__What you are asked to do__
Gather every line in the records below that contains the word "tall", and copy each of those lines in full.

__Records shown__
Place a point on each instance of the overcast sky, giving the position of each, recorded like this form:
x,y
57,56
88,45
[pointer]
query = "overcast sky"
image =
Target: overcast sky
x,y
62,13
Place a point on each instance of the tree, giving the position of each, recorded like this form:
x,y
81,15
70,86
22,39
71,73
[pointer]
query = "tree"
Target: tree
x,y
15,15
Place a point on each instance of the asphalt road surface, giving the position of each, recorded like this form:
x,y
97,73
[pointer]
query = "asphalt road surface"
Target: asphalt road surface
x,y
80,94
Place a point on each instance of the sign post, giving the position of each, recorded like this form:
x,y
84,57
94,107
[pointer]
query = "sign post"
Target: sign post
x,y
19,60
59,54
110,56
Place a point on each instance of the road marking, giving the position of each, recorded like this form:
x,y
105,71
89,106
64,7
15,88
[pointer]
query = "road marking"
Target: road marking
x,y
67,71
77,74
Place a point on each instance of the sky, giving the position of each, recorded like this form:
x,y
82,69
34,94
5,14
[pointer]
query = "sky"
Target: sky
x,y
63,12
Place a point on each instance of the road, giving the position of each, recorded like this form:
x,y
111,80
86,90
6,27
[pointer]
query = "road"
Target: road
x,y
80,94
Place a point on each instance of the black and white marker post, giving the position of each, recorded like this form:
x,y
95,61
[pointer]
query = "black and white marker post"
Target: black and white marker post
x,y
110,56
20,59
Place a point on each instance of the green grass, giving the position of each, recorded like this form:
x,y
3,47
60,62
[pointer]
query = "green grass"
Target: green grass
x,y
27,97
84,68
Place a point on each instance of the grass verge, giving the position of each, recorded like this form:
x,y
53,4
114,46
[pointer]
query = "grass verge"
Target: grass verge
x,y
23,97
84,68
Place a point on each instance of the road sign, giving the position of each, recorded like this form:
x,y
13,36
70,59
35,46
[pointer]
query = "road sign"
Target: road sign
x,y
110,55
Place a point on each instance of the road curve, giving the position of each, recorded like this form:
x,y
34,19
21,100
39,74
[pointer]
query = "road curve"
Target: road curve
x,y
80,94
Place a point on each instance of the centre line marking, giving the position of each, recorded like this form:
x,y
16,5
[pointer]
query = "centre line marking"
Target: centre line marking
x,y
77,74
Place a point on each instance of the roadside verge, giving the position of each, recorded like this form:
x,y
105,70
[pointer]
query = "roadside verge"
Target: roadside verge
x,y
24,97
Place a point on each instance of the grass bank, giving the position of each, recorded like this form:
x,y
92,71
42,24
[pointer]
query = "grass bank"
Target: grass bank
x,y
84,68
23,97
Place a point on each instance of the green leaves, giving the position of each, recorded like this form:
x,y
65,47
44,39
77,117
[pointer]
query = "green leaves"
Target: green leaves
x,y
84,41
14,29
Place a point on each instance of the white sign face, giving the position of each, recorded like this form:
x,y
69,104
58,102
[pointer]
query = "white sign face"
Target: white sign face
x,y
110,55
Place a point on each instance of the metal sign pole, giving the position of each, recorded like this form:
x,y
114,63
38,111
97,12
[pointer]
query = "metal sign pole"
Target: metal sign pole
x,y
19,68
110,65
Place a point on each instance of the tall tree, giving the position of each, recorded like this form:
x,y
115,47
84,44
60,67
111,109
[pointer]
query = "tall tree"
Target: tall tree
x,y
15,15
---
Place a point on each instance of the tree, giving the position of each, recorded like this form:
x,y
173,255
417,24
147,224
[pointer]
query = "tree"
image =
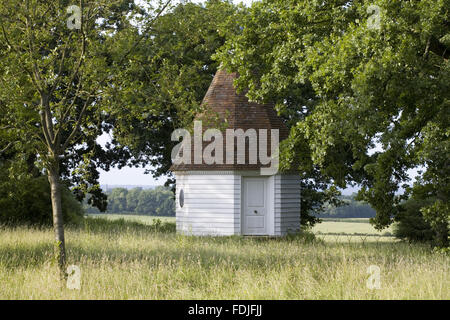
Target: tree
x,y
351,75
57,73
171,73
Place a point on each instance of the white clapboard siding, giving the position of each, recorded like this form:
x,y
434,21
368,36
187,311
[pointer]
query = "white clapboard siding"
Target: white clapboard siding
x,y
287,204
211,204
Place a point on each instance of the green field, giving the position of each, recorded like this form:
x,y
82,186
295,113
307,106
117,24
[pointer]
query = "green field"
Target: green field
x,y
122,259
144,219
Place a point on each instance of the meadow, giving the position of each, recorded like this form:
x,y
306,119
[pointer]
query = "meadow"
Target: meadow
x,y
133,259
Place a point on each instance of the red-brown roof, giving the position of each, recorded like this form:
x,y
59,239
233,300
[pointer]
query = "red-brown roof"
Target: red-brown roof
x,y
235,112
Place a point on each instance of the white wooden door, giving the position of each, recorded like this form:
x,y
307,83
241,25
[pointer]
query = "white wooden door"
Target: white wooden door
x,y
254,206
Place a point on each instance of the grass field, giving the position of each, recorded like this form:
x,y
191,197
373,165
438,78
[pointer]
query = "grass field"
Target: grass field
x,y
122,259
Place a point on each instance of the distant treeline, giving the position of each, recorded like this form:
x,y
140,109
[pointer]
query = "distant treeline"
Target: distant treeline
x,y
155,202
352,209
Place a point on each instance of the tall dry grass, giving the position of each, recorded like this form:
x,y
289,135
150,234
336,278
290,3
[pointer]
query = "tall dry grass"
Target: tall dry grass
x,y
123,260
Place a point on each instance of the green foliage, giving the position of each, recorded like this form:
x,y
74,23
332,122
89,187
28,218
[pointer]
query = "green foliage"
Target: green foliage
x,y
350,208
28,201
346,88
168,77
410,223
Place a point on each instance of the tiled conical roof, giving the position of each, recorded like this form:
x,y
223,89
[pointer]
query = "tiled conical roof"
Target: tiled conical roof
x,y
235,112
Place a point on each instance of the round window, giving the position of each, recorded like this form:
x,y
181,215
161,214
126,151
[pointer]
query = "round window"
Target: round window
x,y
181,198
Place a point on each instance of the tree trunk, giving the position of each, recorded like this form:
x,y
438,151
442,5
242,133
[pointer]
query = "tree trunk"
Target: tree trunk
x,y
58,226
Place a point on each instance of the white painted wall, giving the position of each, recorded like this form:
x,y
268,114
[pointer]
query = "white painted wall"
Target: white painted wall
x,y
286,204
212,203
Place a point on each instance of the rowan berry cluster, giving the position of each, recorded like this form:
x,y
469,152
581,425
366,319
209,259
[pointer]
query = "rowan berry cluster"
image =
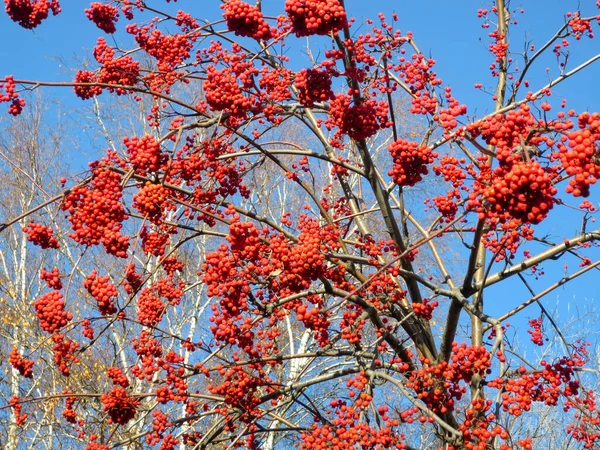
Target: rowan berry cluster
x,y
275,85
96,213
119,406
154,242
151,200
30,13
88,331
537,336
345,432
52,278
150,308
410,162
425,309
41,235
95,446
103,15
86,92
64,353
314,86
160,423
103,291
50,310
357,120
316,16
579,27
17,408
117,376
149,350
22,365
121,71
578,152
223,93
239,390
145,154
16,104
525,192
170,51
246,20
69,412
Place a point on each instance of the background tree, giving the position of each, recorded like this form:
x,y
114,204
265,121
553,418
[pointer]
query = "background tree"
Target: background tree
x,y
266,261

__Full solution__
Place a point on each instance of the tall tree, giving the position of each, recorded like this form:
query = "tall tree"
Target: tall tree
Place a point on each instance of the tall dry grass, giving the position of each, recorded like this form:
query = "tall dry grass"
Target: tall dry grass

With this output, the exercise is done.